Written task
Count the lines in the items below that contain the word "skyscraper", treating uppercase and lowercase as different. Give only the number.

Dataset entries
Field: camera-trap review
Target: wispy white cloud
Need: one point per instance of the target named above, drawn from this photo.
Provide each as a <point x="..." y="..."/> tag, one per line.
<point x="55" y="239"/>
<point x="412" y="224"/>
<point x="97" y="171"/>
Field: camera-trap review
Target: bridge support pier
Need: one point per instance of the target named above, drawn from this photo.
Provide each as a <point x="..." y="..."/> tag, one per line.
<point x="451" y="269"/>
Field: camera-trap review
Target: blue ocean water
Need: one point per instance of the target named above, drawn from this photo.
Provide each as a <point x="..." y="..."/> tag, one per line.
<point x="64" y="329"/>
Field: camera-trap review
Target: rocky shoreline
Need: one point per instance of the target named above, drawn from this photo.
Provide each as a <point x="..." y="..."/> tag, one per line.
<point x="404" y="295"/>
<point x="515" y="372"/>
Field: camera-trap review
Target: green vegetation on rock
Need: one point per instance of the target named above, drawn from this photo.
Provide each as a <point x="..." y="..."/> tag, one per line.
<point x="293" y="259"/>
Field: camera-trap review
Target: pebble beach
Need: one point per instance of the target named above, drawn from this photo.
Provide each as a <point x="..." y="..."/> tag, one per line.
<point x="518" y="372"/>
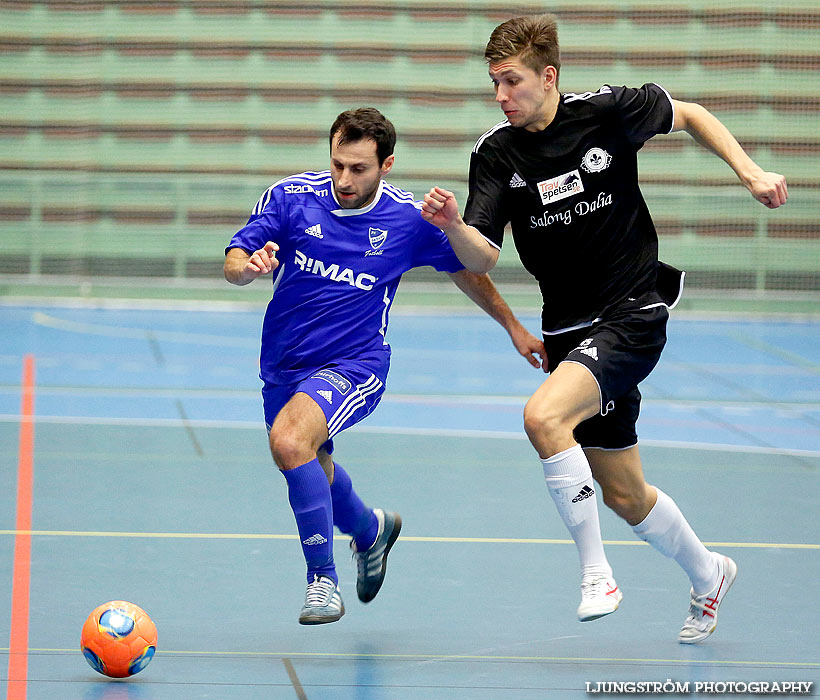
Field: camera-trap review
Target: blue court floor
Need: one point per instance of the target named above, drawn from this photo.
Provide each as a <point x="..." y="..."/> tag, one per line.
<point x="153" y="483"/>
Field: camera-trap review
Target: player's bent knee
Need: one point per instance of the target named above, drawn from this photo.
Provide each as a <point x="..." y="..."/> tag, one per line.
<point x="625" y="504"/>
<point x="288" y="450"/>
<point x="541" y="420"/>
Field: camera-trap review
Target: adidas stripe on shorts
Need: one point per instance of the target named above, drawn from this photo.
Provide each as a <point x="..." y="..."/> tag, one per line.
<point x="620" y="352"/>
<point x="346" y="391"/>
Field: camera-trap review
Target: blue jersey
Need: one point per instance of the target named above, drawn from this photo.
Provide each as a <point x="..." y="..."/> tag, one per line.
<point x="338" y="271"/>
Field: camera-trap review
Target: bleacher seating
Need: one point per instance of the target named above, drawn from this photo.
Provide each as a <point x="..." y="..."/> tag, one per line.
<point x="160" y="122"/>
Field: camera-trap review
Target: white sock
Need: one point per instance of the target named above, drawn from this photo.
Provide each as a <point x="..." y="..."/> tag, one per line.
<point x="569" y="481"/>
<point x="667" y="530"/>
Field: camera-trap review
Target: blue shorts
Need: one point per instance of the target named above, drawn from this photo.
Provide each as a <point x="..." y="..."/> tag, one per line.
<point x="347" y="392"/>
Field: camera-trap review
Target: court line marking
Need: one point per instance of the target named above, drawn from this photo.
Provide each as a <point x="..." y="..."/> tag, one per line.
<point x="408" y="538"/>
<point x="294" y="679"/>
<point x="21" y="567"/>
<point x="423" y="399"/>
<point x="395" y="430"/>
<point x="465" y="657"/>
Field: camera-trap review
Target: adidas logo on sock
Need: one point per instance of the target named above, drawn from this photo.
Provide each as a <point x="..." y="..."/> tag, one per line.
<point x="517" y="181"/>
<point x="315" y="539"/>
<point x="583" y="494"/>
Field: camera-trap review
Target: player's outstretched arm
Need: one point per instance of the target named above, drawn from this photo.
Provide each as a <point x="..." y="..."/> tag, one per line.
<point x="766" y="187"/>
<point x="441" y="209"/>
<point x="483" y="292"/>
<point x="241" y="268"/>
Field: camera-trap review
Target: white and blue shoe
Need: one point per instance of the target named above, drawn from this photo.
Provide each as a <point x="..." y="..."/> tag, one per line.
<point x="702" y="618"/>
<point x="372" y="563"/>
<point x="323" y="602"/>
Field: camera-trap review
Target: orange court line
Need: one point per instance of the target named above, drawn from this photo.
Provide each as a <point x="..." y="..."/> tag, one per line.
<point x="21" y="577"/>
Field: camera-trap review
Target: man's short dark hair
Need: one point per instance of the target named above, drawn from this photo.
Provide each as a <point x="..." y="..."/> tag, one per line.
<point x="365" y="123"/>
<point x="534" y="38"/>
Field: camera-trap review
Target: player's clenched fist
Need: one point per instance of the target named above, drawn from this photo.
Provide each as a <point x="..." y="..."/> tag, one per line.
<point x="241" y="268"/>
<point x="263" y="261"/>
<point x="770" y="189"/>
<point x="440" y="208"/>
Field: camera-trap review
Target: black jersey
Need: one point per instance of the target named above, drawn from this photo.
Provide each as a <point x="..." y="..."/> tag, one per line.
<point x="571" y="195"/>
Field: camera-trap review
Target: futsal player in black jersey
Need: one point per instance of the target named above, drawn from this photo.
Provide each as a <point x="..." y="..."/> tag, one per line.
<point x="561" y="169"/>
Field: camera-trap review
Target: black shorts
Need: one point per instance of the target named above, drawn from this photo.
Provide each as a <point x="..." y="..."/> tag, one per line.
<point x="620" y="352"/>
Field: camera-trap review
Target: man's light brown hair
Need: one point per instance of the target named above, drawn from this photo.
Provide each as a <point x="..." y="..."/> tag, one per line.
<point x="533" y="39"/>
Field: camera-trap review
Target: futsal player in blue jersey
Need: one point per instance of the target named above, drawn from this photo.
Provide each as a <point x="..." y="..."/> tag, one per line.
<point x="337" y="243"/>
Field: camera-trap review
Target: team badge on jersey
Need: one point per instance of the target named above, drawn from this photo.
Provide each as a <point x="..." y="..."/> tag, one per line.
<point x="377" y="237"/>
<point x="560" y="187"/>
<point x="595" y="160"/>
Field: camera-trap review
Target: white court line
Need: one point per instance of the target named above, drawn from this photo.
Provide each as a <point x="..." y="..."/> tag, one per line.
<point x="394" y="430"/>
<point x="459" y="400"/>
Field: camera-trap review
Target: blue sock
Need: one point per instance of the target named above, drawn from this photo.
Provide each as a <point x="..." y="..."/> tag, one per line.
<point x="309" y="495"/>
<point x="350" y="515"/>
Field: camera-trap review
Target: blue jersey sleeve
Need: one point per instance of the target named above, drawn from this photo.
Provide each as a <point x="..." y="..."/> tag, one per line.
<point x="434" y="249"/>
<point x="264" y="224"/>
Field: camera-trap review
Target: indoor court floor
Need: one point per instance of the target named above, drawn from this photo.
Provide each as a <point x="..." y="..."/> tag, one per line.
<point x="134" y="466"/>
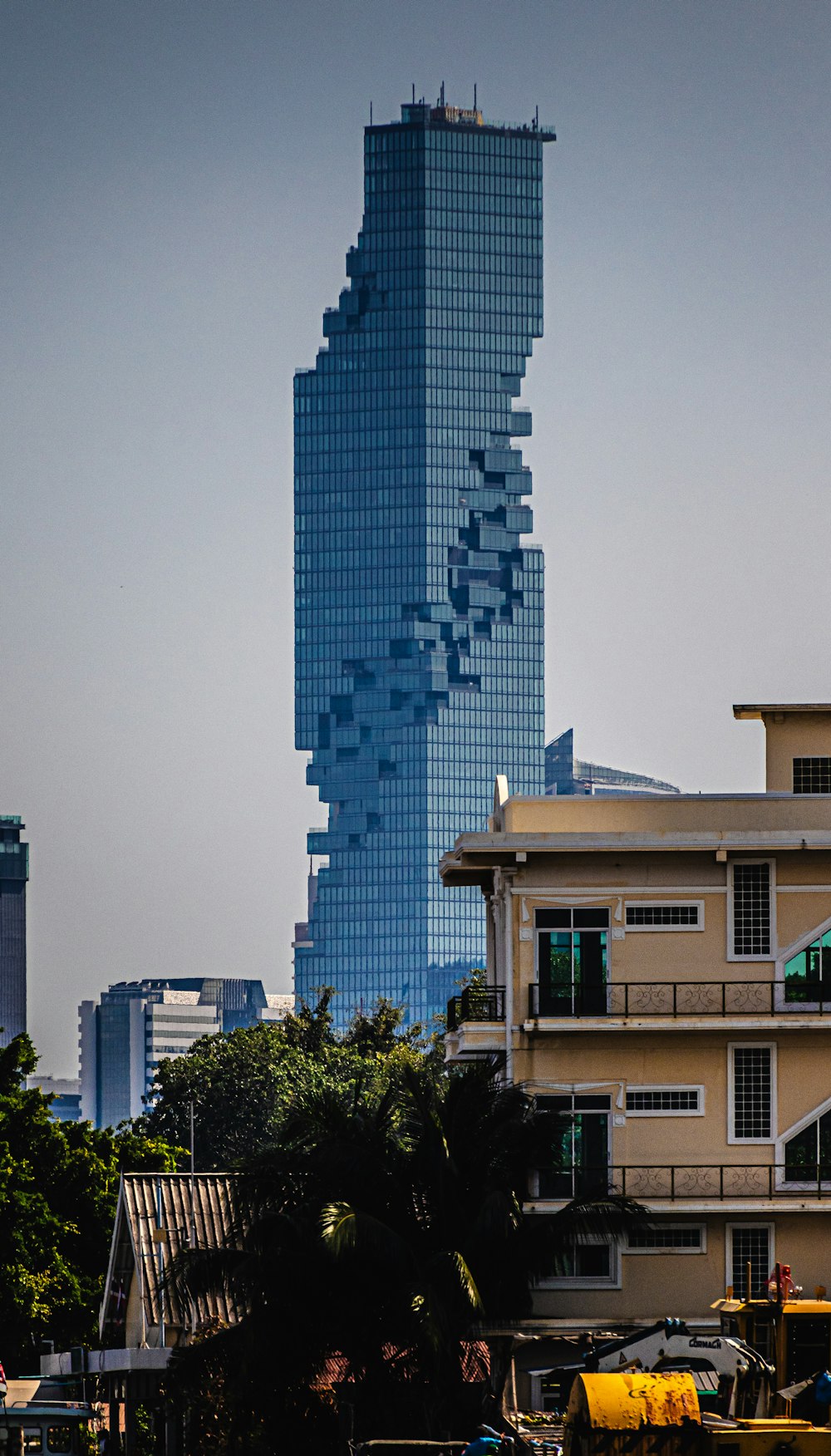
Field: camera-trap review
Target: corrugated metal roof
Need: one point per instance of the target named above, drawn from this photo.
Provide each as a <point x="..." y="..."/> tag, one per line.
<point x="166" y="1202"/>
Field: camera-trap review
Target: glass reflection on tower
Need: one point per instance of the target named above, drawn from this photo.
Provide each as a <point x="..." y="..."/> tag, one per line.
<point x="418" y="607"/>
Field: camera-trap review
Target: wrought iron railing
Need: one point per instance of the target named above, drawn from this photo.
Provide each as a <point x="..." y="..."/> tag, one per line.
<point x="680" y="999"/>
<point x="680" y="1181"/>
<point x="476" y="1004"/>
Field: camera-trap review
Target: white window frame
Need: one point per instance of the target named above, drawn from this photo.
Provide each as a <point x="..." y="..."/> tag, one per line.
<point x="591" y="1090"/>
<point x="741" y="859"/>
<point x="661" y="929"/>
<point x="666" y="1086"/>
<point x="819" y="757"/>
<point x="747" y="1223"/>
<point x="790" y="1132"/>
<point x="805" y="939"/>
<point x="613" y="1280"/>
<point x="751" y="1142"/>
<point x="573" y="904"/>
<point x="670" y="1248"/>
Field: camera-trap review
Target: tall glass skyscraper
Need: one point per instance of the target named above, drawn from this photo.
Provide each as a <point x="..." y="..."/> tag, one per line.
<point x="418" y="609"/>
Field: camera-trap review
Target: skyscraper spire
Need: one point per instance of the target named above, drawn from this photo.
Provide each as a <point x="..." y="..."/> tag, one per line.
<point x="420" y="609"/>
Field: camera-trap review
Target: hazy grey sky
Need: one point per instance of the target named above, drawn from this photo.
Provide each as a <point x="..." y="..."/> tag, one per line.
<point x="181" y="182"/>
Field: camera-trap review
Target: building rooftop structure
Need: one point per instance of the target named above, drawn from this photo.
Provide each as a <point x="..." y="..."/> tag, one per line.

Answer to this problem
2